Watkins gets chatty about dating, sex and her character’s personal issues in “Casual,” a dramedy executive produced and partly directed by Jason Reitman. The Hulu series debuts Oct. 7.

Watkins plays Valerie, a newly divorced mother who has moved with her teenage daughter Laura (Tara Lynne Barr) into her brother Alex (Tommy Dewey), the creator of a secretly sleazy dating app. Together they struggle with and support each other in the difficult world of dating.

“Casual” offers Watkins her first major starring role after 15 years of creating memorable guest and supporting characters in comedies such as “Saturday Night Live,” “Veep,” “Enlightened,” “Trophy Wife” and recently “Transparent” and “Wet Hot American Summer: First Day of Camp.”

The actress and I talked about playing the lead role, how “Casual” is more about family than sex, and whether sadness can be funny.

Valerie is so sad. It’s almost hard for me to watch.

You don’t like your women sad?

 

Well, not really?

I guess there’s no way to win with that answer, is there?

- Goal A -
In the text about the series "Casual," why is the show described as a milestone for Watkins? Answer in one to three sentences.
- Goal B -
Turn the paragraph of the "Casual" text that begins "“Casual” offers Watkins her first major starring role" into a short bulleted list that keeps its main facts.
- Goal C -
List every comedy the "Casual" text names as one where Watkins played guest or supporting characters.

Records of labeled points
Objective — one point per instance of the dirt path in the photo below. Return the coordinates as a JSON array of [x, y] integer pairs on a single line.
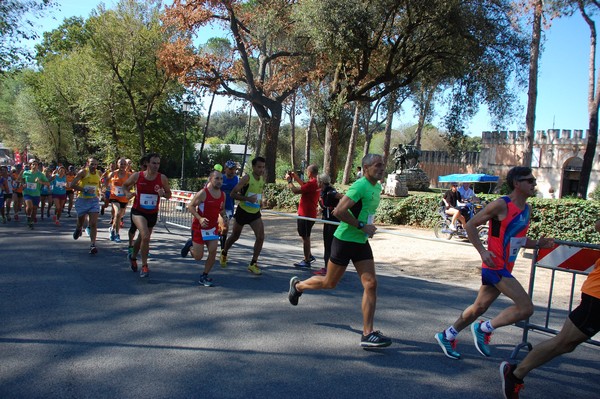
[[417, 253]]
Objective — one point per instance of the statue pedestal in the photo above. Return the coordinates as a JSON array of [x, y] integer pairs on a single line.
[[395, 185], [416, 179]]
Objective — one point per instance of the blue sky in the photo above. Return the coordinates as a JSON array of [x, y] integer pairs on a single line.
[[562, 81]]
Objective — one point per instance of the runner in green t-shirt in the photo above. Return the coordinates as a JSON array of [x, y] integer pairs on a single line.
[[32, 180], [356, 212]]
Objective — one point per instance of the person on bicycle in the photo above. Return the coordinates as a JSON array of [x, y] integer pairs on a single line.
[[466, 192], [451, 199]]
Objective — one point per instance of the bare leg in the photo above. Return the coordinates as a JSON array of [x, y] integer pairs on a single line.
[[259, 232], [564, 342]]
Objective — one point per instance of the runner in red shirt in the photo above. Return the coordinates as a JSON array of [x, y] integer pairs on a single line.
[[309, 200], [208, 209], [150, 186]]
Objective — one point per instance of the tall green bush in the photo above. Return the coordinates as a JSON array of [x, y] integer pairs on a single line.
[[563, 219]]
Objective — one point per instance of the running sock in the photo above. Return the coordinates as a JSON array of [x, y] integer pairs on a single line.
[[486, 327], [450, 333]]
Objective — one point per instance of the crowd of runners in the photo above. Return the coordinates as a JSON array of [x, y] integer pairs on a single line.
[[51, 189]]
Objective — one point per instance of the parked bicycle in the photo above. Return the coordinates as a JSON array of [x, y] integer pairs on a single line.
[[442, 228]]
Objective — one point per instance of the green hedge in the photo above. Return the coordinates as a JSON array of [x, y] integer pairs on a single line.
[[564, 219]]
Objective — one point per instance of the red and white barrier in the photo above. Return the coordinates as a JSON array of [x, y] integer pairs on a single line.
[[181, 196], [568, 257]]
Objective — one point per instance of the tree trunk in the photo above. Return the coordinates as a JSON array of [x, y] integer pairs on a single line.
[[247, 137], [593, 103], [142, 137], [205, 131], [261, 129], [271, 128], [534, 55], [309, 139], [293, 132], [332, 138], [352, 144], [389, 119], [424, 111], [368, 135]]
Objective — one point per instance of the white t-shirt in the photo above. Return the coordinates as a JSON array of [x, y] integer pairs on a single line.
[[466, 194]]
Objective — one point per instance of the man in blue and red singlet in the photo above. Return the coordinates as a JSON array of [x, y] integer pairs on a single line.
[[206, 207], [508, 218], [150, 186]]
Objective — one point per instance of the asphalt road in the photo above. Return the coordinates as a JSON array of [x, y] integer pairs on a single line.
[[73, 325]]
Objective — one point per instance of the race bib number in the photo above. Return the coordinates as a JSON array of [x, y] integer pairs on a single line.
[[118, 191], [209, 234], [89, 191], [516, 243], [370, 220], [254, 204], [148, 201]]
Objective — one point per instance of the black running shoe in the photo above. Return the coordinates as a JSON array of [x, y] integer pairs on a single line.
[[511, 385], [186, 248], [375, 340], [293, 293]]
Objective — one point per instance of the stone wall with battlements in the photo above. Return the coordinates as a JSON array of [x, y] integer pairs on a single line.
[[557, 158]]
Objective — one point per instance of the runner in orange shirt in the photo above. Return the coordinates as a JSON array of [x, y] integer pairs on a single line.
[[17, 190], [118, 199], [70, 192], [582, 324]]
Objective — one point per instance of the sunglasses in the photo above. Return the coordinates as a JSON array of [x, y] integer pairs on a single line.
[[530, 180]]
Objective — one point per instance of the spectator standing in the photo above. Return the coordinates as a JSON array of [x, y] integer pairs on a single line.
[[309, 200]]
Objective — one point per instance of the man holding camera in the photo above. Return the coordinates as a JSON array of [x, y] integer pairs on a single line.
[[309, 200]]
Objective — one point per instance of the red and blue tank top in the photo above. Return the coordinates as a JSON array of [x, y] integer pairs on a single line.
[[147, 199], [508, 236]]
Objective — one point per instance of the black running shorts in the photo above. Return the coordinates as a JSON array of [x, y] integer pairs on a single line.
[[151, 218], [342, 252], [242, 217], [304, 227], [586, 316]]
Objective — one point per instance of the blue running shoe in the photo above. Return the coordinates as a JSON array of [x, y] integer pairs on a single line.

- Worked solution A -
"Casual" gives Watkins her first major starring role. For the previous 15 years she had played guest and supporting characters in comedies.

- Worked solution B -
- "Casual" is Watkins's first major starring role.
- It follows 15 years of memorable guest and supporting characters.
- Those roles were in comedies including "Saturday Night Live," "Veep," "Enlightened" and "Trophy Wife."
- More recent ones were in "Transparent" and "Wet Hot American Summer: First Day of Camp."

- Worked solution C -
- "Saturday Night Live"
- "Veep"
- "Enlightened"
- "Trophy Wife"
- "Transparent"
- "Wet Hot American Summer: First Day of Camp"